## Dataset entries

########################################

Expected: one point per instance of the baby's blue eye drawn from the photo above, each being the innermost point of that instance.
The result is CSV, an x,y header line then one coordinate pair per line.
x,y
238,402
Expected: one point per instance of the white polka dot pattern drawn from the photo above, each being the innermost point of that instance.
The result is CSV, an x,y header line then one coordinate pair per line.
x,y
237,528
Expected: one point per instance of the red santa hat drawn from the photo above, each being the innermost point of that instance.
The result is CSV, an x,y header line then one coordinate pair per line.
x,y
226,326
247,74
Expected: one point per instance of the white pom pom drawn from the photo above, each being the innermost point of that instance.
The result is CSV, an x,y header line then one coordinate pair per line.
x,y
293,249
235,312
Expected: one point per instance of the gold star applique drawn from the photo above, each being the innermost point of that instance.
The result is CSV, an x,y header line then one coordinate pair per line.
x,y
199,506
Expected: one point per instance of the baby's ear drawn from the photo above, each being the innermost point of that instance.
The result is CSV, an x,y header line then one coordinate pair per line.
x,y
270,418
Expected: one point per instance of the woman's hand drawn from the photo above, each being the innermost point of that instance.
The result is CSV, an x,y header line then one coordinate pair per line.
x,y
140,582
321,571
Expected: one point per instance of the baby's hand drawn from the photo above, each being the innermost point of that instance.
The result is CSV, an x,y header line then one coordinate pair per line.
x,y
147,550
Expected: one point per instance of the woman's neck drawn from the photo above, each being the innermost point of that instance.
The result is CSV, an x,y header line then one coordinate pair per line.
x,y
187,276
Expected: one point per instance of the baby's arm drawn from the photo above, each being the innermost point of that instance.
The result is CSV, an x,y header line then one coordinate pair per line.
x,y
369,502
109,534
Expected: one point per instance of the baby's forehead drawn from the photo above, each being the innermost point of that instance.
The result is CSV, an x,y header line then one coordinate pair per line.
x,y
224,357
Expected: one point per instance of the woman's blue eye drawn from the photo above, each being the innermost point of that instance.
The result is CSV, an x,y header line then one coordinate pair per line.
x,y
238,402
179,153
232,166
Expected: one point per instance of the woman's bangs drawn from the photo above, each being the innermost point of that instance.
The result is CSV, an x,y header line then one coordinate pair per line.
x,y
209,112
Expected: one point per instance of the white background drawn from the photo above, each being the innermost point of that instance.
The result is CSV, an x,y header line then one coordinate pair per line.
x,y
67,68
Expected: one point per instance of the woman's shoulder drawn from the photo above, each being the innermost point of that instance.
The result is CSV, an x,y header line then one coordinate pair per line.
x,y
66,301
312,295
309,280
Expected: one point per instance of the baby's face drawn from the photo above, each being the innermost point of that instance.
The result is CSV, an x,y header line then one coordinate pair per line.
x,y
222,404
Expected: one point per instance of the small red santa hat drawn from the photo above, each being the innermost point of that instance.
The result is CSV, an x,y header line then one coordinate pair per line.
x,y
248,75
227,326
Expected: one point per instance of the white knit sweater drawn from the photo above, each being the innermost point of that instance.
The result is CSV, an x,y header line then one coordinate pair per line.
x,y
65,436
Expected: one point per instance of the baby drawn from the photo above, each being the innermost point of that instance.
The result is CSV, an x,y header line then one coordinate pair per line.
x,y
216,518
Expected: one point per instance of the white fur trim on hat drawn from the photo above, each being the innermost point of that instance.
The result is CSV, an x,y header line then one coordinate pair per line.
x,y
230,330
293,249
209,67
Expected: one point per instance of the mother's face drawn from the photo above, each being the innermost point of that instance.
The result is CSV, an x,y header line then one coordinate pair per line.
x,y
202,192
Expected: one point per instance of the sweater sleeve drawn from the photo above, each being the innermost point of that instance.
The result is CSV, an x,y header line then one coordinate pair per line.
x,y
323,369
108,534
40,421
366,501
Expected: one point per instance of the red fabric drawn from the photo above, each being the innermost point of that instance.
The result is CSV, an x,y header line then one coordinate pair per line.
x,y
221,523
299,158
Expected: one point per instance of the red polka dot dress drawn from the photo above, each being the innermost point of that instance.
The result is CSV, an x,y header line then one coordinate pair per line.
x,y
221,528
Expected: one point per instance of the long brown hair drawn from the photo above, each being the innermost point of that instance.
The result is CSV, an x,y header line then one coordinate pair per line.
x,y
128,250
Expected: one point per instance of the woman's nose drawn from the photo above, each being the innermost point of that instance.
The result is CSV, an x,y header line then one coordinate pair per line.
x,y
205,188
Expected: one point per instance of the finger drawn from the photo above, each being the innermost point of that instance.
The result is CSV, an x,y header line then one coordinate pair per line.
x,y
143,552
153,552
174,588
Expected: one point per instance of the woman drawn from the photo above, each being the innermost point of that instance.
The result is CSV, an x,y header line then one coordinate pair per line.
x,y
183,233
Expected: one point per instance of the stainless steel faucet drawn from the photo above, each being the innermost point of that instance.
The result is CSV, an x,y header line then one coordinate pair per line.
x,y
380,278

########################################

Every line above from the line with "Expected: one point per instance of the white polka" to the line with "Expected: one point per instance of the gold", inclusive, must be returned exactly; no other line belongs in the reply.

## Your response
Expected: one point per instance of the white polka dot pattern drawn from the photo above, each being the innermost point of that instance.
The result is CSV, an x,y header line then one coordinate pair per line.
x,y
237,528
Expected: one point per instance of the red santa hat drawn from the photo above, each being the innermost point of that instance.
The result is CSV, an x,y header line then one coordinate pair per line.
x,y
226,326
247,74
Expected: one point per instance of the white pom pom drawn from the photo above, each being the innermost point of that instance.
The result is CSV, an x,y header line then one coordinate pair per line.
x,y
293,249
235,312
Expected: one point per instance of the gold star applique drawn from the photo above, each being the innermost point of that instance.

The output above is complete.